# EXCERPT PROVIDED
========

Lymphatic Drainage Massage
Lymphatic massage is a manual therapy technique with a long history of usage in treating specific medical conditions. It was developed by Emil Vodder in the 1930s. The Vodder method is still in wide usage. It uses four basic motions to stretch the skin and encourage the flow of lymphatic fluid.
Different motions are appropriate for different parts of the body.
Lymphatic massage is often used as a treatment for post-surgery or post-traumatic edema or lipedema. It is a common treatment for post-mastectomy patients who are at risk of swelling, and it may provide symptom relief for patients with other conditions including autoimmune disorders. There is some research backing up its efficacy with fibromyalgia.
Lymphatic massage, or manual lymphatic drainage, may be provided as part of a comprehensive treatment program. However, this is not always the way it is practiced.
The technique is lighter than what is employed in traditional Swedish massage, focusing on the upper subcutaneous tissue as opposed to the underlying muscular structure. Therefore it appeals to some people who are very pain-sensitive. Like other forms of bodywork, it can promote relaxation. Some individuals seek the therapy for general wellness and report feeling better after their sessions; it has been hypothesized that this is because it helps move toxins and inflammatory agents out of the body.
In short, there are many reasons people may seek the therapy.

========

# WHAT THIS TASK INVOLVES
Can you extract the stretch of the lymphatic drainage massage text from "Lymphatic massage, or" through "it is practiced.", copying it word for word?

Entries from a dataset

========

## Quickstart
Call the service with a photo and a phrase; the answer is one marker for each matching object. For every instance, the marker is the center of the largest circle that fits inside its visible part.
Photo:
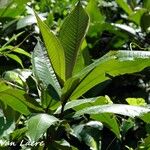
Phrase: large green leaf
(7, 122)
(71, 36)
(54, 49)
(122, 109)
(43, 70)
(82, 103)
(112, 64)
(17, 99)
(38, 124)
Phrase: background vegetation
(74, 74)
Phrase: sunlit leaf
(71, 36)
(38, 124)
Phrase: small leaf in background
(136, 101)
(145, 22)
(110, 121)
(136, 16)
(113, 63)
(38, 124)
(124, 5)
(90, 133)
(127, 125)
(96, 18)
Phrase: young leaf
(16, 58)
(54, 49)
(124, 6)
(71, 36)
(38, 124)
(43, 70)
(113, 64)
(122, 109)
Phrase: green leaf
(145, 21)
(145, 145)
(16, 58)
(38, 124)
(17, 99)
(110, 121)
(43, 70)
(124, 6)
(121, 109)
(82, 103)
(96, 18)
(18, 134)
(112, 64)
(54, 49)
(136, 16)
(71, 36)
(136, 101)
(90, 133)
(146, 4)
(7, 122)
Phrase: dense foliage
(74, 75)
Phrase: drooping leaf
(90, 133)
(54, 49)
(71, 36)
(38, 124)
(112, 64)
(122, 109)
(43, 70)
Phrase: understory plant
(59, 114)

========

# SOLUTION TO THE EXERCISE
Lymphatic massage, or manual lymphatic drainage, may be provided as part of a comprehensive treatment program. However, this is not always the way it is practiced.